## begin

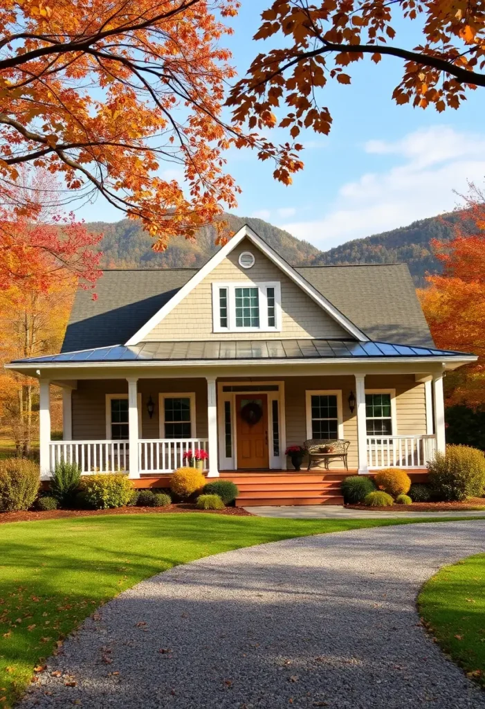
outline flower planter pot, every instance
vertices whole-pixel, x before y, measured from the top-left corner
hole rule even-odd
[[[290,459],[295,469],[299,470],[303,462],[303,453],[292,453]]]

## end
## begin

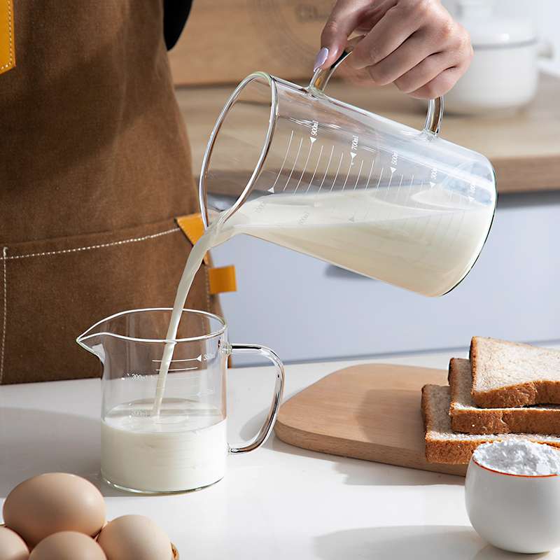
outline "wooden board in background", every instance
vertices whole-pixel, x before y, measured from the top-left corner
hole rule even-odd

## end
## begin

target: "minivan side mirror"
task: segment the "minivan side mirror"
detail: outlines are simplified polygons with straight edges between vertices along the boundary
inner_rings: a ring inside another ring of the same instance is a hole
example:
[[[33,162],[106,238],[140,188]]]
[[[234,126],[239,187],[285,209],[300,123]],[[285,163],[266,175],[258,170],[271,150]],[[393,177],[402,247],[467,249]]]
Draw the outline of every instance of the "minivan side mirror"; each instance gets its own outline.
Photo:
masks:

## end

* [Task instructions]:
Rewrite only the data starting at the line containing "outline flower planter pot, every instance" and ending at the line containing "[[[290,459],[295,469],[299,470],[303,462],[303,453],[292,453]]]", keeping every line and shifting each vertex coordinate in the answer by adding 105 to it.

* [Solution to the exercise]:
outline flower planter pot, every instance
vertices whole-pixel, x before y, measured from the top-left corner
hole rule even-odd
[[[395,564],[400,574],[404,575],[408,567],[408,558],[397,558]]]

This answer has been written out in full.